*DIRECTIONS:*
Reproduce each record exactly, leaving nothing out.

─── DATA FOR THIS TASK ───

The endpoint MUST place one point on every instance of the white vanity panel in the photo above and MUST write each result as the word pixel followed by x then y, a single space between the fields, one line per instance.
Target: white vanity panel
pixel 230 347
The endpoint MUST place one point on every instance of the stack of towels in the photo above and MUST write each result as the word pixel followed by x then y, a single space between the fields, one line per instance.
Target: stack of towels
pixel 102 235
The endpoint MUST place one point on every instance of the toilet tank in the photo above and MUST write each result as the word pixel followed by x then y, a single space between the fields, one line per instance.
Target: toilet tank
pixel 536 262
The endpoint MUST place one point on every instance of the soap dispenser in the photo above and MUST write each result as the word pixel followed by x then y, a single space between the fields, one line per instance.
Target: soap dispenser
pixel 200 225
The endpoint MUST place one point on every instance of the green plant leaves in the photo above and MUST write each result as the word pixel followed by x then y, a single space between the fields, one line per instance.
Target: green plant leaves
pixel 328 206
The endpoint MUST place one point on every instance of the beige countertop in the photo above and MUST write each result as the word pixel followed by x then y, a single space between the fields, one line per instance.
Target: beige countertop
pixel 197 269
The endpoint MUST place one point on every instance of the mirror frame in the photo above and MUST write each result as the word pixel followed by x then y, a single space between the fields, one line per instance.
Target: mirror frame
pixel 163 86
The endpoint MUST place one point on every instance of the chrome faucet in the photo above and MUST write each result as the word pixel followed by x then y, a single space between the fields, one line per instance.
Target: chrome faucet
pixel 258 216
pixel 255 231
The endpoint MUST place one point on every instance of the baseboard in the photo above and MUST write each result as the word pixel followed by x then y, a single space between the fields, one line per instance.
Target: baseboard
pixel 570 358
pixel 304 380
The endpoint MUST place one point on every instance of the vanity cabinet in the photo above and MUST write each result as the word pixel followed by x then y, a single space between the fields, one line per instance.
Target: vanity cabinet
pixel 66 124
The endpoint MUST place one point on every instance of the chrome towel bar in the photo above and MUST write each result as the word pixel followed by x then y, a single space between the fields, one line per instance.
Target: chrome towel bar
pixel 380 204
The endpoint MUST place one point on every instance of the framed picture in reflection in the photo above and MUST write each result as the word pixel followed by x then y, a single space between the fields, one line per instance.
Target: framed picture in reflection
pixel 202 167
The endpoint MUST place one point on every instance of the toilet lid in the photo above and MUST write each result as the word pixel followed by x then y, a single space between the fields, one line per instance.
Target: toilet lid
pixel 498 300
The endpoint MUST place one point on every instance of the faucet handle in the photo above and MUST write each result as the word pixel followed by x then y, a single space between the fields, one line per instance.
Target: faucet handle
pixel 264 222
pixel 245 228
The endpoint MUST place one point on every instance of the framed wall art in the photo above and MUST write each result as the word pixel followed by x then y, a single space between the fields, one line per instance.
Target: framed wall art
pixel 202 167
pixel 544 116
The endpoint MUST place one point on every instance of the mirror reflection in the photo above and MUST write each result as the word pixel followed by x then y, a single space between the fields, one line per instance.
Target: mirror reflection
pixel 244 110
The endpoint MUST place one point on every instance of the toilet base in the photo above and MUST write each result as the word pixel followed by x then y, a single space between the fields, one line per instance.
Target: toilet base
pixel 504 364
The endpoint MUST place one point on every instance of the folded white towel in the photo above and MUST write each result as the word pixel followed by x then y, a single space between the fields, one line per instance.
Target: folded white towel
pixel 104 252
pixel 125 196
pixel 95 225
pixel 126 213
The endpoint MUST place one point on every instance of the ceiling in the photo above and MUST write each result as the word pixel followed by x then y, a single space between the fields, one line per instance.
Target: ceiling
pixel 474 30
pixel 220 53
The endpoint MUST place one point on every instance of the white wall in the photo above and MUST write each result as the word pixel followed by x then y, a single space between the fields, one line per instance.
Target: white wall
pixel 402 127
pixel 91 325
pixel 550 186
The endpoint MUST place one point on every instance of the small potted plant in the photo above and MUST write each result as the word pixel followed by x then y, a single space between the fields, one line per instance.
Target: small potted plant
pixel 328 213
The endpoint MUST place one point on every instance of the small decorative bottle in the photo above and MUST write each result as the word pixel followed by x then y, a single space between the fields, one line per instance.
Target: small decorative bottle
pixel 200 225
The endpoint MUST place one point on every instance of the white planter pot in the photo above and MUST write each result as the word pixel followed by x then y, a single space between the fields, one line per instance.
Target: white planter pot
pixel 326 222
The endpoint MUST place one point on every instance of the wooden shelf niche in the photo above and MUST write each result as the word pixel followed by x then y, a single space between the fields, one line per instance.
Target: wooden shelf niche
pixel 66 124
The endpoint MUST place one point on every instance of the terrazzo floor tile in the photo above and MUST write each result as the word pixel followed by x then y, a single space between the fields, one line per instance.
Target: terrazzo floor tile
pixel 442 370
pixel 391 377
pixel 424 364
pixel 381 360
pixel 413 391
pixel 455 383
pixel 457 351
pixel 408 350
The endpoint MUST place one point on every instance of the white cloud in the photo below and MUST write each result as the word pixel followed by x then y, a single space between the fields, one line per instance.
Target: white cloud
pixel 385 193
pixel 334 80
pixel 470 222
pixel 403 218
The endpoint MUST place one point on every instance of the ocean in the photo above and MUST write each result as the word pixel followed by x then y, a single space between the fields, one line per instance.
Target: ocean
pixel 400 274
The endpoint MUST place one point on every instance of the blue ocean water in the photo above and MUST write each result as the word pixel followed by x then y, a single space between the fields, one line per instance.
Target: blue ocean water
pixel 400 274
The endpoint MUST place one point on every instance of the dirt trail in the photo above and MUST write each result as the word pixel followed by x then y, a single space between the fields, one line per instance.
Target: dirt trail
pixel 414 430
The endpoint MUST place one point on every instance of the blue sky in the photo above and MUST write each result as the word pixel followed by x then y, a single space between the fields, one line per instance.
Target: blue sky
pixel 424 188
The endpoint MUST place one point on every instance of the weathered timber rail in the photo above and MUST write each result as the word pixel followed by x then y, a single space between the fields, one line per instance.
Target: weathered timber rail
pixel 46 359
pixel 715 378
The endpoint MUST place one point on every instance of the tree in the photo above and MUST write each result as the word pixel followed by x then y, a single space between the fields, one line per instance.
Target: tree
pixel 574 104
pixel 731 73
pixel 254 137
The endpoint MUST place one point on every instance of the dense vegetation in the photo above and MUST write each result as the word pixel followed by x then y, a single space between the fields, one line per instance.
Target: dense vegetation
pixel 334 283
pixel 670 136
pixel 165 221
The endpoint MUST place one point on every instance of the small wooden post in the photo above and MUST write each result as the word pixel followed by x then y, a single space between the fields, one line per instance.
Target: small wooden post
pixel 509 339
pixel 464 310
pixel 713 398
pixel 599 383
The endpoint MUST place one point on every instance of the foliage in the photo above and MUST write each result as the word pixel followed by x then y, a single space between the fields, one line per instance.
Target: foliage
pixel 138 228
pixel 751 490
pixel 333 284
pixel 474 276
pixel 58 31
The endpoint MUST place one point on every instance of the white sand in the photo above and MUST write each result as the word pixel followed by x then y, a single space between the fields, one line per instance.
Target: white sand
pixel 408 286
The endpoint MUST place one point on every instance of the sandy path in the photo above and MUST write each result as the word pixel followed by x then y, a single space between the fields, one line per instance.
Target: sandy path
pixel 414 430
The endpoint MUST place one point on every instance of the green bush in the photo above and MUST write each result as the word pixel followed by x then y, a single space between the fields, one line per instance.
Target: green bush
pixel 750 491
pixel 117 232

───

*WRITTEN ANSWER:*
The endpoint MUST place one point on every instance of the white vanity panel in the photo above and MUST write each result as the word pixel followed by x then y, a single space between the fields, one line per instance.
Target: white vanity panel
pixel 230 347
The endpoint MUST place one point on every instance of the stack of towels in the photo above and MUST write each result as the word pixel followed by x then y, a single space between the fields, one line per instance.
Target: stack of towels
pixel 102 235
The endpoint MUST place one point on every instance of the toilet tank in the photo above and MUST write each result as the word pixel followed by x then y, a single space between the fields, one line per instance.
Target: toilet tank
pixel 536 262
The endpoint MUST place one point on every instance of the soap dispenser in the photo above and MUST write each result as the word pixel followed by x then y, a single space between the fields, one line per instance.
Target: soap dispenser
pixel 200 225
The endpoint MUST place one point on every instance of the green plant leaves in the photo above and MUST write each result as the word pixel followed by x then y, a single space between the fields, one line per instance.
Target: green plant leaves
pixel 328 206
The endpoint MUST place one point on every instance of the beige countertop in the photo above and MUST write each result as the word pixel followed by x then y, a single space between the fields, one line per instance.
Target: beige countertop
pixel 197 269
The endpoint MUST place one point on every instance of the mirror frame in the photo above and MUST write each result as the word pixel followed by x then y, a single space between the fields, one line per instance.
Target: mirror frame
pixel 163 86
The endpoint MUST place one point on every instance of the chrome faucet in the photo above and MUST write each result as the word pixel followed by x then y, a single space between the fields, one line per instance.
Target: chrome faucet
pixel 258 216
pixel 255 231
The endpoint MUST place one point on every instance of the baseboard in the photo above and MUST write each result as the word pixel followed by x then y, a single space between the fields, one line per instance.
Target: baseboard
pixel 570 358
pixel 304 380
The endpoint MUST place one point on every instance of the vanity cabinet in the photo above and MUST write each result as the word pixel followed by x then y, a single space between the fields, one line per instance.
Target: vanity cabinet
pixel 66 124
The endpoint MUST place one point on every instance of the chrome towel bar in the photo above and MUST write each result as the word pixel followed by x then y, a single space between the fields, one line per instance.
Target: chrome towel bar
pixel 380 204
The endpoint MUST place one point on every instance of the framed picture in reflection in the photo above and MUST write each result as the word pixel followed by x then y, a single space between the fields, one line per instance.
Target: framed picture in reflection
pixel 202 167
The endpoint MUST place one point on every instance of the toilet lid in the photo above and MUST write each result as the word pixel followed by x then y, a single space between the fields, one line per instance.
Target: toilet lid
pixel 498 300
The endpoint MUST place one point on every instance of the faucet handle in the photo above and MUST write each result as the word pixel followed by x then y, a single space between the fields, one line per instance.
Target: faucet handle
pixel 264 222
pixel 245 228
The endpoint MUST place one point on every instance of the framed wall art in the photo above and MUST write each result as the word pixel followed by x then y, a single space between the fields, one line per instance.
Target: framed wall art
pixel 202 167
pixel 544 116
The endpoint MUST place one point on every instance of the mirror reflection in the photo above and MUST write each result as the word pixel followed by x then y, a single space between the fields, one line per instance.
Target: mirror reflection
pixel 244 110
The endpoint MUST place one point on every instance of the toilet base in the photo above and MUST write each result as the word pixel followed by x then y, a single space between the fields, one line per instance.
Target: toilet base
pixel 504 364
The endpoint MUST place one point on every instance of the folded white towel in the photo above and MUST write each result as the word pixel followed by x then y, a single space between the fields, one line per instance.
Target: folded white towel
pixel 104 252
pixel 125 196
pixel 95 225
pixel 126 213
The endpoint MUST place one point on every instance of the ceiling in the photo above and MUST write each result as the word pixel followed by x then y, a single space between the fields, one line per instance.
Target: ceiling
pixel 474 30
pixel 220 53
The endpoint MUST place one point on every instance of the white wall in the photo above and MUST write each result as the word pixel followed by x then y, a single space between the fields, one line per instance.
Target: white wall
pixel 402 127
pixel 91 325
pixel 550 186
The endpoint MUST place one point on every instance of the small potted plant in the photo above and MUST write each result as the word pixel followed by x then y, a single space between the fields, one line per instance.
Target: small potted plant
pixel 328 213
The endpoint MUST place one point on every instance of the small decorative bottle in the photo above and MUST write each result as the word pixel followed by x then y, a single space between the fields, one line per instance.
Target: small decorative bottle
pixel 200 225
The endpoint MUST place one point on every instance of the white planter pot in the photo above and MUST write each result as the word pixel followed by x then y, a single space between the fields, one line per instance.
Target: white planter pot
pixel 326 222
The endpoint MUST place one point on every instance of the wooden shelf niche in the photo above and MUST write each result as the word pixel followed by x then y, a single space between the fields, one line per instance.
Target: wooden shelf niche
pixel 66 124
The endpoint MUST place one point on every instance of the terrazzo floor tile in the photo above and MUST write each result as the word pixel followed by x then y, a single space between the fields, one line per instance.
Target: terrazzo floor tile
pixel 442 370
pixel 391 377
pixel 424 364
pixel 381 360
pixel 413 391
pixel 455 383
pixel 457 351
pixel 408 350
The endpoint MUST place one point on every instance of the white cloud in the photo below and MUST write each result as the word pixel followed by x then y, a single space between the fields, one line per instance.
Target: white cloud
pixel 385 193
pixel 334 80
pixel 470 222
pixel 403 218
The endpoint MUST place one point on every instance of the ocean in the photo above and MUST write each result as the word pixel followed by x then y, a single space between the fields, one line per instance.
Target: ocean
pixel 400 274
The endpoint MUST place one point on every instance of the blue ocean water in the photo above and MUST write each result as the word pixel followed by x then y, a single space between the fields, one line per instance.
Target: blue ocean water
pixel 400 274
The endpoint MUST place one point on every instance of the dirt trail in the photo above and MUST write each result as the word pixel followed by x then y, a single space between the fields, one line per instance.
Target: dirt trail
pixel 414 430
The endpoint MUST place one point on every instance of the blue sky in the photo above and MUST write each result as the word pixel followed by x then y, a single space between the fields, one line per instance.
Target: blue sky
pixel 424 188
The endpoint MUST place one point on every instance of the weathered timber rail in the photo above and MUST write each result as the word pixel followed by x then y, a single space between the fields, one line per instance.
Target: weathered timber rail
pixel 46 359
pixel 715 378
The endpoint MUST place one point on every instance of the tree in the photo above and MUST write each result as the word pixel followed by x then y, a single space between the fields, one line per instance.
Target: tree
pixel 574 104
pixel 731 73
pixel 254 137
The endpoint MUST place one point on every instance of the dense vegetation in the photo above and MUST write each result as the word pixel followed by x then y, a single space between the fields, one line per instance.
Target: dense vegetation
pixel 334 283
pixel 670 136
pixel 165 221
The endpoint MUST place one point on every instance of the small wooden post in the photo above and MUST write each result as the word pixel followed by x then y, a single space between the fields, one line per instance.
Target: small wooden post
pixel 509 339
pixel 464 310
pixel 713 398
pixel 599 383
The endpoint MUST place one point on every instance of the foliage in the photo above and MUST write each result as the word pixel followed by x then y, a single space between the fields, one line per instance.
Target: foliage
pixel 138 228
pixel 751 490
pixel 333 284
pixel 474 276
pixel 58 31
The endpoint MUST place one point on every instance of the white sand in the photo above and MUST write each result as the word pixel followed by x then y, a single space between the fields, one line per instance.
Target: white sand
pixel 408 286
The endpoint MUST place one point on every instance of the sandy path in the photo above and MUST write each result as the word pixel followed by x then y, a single space between the fields, one line per instance.
Target: sandy path
pixel 414 430
The endpoint MUST place one point on every instance of the green bush in the photo above and MUST write each result as the word pixel followed by x then y, a single space between the fields, one line per instance.
Target: green bush
pixel 750 491
pixel 117 232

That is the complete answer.